** Opening Material to process block **

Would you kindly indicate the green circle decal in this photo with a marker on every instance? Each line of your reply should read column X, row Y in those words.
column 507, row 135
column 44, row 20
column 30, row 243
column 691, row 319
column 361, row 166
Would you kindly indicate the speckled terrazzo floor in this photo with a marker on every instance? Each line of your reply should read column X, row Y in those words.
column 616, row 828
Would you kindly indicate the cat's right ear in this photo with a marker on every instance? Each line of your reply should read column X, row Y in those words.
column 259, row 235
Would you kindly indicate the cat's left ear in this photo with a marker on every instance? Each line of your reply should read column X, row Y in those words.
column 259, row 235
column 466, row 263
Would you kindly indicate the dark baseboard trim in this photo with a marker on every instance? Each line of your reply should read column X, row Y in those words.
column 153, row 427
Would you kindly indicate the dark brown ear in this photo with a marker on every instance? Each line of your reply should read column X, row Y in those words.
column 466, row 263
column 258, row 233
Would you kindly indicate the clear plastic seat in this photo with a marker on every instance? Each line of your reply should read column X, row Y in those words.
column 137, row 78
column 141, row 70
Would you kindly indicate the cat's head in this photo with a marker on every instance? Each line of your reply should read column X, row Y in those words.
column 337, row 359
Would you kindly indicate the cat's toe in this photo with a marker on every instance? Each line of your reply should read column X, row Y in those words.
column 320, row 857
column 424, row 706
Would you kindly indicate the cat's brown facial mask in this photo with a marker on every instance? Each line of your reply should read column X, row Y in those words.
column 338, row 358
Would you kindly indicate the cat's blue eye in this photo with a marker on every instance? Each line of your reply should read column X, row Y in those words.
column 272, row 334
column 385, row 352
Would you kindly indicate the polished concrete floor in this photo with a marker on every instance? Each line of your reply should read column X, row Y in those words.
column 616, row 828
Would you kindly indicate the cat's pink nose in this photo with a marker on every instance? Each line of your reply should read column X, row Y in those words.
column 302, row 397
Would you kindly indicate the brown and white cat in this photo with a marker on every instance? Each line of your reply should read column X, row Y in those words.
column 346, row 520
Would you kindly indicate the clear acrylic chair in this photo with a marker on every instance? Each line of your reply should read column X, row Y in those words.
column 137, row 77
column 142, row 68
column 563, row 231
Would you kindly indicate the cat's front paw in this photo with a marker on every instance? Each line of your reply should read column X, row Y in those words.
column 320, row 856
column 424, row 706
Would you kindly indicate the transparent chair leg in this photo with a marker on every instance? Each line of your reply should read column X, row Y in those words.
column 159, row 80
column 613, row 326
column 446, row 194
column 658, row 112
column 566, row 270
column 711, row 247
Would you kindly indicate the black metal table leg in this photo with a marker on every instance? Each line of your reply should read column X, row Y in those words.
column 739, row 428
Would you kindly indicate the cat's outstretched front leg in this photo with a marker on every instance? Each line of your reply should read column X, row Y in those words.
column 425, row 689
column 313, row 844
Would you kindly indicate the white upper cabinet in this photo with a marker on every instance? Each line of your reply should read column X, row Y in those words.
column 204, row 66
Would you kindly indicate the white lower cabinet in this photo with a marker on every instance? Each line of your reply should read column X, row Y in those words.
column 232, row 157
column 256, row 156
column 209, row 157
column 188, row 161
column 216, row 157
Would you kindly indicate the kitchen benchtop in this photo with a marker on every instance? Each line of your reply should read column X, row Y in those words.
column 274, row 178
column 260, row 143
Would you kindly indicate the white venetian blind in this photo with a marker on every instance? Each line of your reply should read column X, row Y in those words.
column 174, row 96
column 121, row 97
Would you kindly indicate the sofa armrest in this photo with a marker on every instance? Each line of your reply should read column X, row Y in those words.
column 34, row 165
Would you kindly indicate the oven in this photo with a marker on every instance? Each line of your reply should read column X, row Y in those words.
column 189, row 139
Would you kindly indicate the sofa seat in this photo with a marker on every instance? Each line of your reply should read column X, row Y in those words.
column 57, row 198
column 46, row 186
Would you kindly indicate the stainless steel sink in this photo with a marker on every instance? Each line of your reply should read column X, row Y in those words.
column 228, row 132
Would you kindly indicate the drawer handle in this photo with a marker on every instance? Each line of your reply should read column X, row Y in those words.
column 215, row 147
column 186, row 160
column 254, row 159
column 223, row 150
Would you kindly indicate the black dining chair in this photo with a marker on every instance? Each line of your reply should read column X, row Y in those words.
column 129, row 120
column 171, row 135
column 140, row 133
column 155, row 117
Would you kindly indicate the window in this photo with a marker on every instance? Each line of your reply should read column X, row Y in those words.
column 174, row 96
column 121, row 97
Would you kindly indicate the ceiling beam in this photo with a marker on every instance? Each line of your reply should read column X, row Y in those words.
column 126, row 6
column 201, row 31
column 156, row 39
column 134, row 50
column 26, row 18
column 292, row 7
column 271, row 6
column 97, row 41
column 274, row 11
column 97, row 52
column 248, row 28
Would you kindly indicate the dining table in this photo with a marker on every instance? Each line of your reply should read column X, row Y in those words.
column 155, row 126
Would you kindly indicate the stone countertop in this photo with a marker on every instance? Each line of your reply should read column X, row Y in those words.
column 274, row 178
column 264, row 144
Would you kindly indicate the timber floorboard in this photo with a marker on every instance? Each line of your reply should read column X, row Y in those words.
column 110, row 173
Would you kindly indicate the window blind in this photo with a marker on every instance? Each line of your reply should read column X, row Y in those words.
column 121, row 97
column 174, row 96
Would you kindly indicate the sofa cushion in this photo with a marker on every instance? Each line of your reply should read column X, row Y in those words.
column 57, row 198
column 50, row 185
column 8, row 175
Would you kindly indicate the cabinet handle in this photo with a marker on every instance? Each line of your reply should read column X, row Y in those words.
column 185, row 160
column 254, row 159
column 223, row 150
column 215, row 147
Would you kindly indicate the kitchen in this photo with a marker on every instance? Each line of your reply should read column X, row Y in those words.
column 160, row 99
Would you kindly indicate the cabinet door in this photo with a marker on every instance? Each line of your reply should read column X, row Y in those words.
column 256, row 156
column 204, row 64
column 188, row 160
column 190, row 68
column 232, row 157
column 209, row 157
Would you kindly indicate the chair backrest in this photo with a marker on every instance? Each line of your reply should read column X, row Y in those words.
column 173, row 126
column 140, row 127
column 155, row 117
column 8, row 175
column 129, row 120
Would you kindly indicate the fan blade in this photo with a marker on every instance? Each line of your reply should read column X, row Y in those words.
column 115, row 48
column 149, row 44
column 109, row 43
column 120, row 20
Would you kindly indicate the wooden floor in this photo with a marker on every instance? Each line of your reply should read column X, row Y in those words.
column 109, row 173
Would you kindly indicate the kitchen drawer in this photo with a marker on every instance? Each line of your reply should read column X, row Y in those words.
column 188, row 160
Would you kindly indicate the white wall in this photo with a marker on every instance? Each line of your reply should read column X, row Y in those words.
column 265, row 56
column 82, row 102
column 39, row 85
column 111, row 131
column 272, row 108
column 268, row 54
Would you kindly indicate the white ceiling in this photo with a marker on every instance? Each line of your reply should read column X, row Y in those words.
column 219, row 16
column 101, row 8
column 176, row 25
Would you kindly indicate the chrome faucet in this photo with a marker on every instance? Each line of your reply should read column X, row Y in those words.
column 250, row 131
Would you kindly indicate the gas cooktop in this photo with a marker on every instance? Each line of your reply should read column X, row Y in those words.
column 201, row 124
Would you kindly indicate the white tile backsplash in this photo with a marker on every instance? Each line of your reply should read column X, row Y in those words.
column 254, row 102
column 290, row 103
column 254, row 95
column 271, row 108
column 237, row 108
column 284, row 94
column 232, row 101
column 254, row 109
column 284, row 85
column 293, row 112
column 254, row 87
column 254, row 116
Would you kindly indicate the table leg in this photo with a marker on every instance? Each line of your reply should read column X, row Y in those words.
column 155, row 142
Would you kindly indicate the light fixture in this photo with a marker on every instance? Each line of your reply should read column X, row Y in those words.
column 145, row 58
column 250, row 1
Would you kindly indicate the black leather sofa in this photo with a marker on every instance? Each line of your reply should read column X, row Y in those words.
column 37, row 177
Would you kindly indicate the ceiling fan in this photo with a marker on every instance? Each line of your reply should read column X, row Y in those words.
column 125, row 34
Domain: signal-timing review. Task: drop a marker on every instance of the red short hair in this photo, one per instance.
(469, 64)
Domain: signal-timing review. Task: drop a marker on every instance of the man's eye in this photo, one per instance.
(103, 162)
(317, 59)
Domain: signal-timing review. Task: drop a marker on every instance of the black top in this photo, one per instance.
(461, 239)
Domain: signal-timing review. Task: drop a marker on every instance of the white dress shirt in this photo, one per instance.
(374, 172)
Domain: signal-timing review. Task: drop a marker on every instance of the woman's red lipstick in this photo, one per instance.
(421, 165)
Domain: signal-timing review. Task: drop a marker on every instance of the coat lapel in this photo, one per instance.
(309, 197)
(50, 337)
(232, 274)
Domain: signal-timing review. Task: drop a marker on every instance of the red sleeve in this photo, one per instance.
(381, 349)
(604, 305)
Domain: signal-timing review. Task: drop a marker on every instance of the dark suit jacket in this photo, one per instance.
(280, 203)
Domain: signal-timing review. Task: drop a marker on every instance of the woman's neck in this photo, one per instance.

** Closing Material to process block **

Problem requirements: Your task is to restate, word for word, the line with "lapel in this photo, one per instance." and all lines after it, ending with the last line of the data.

Response area:
Domain: signal-timing review. Task: drop a marker on every instance of the coat lapel in this photo, one per instance.
(309, 197)
(50, 337)
(232, 274)
Domain: signal-timing review. Task: drop a marker on every instance of the red sleeve in this photo, one per instance.
(381, 349)
(604, 305)
Domain: signal-timing review. Task: drop a marker on every instance of the dark suit jacket in this photo, one per instance.
(280, 203)
Domain: signal-timing review. Task: drop a marker on every instance of the woman's neck in this photo, one per instance.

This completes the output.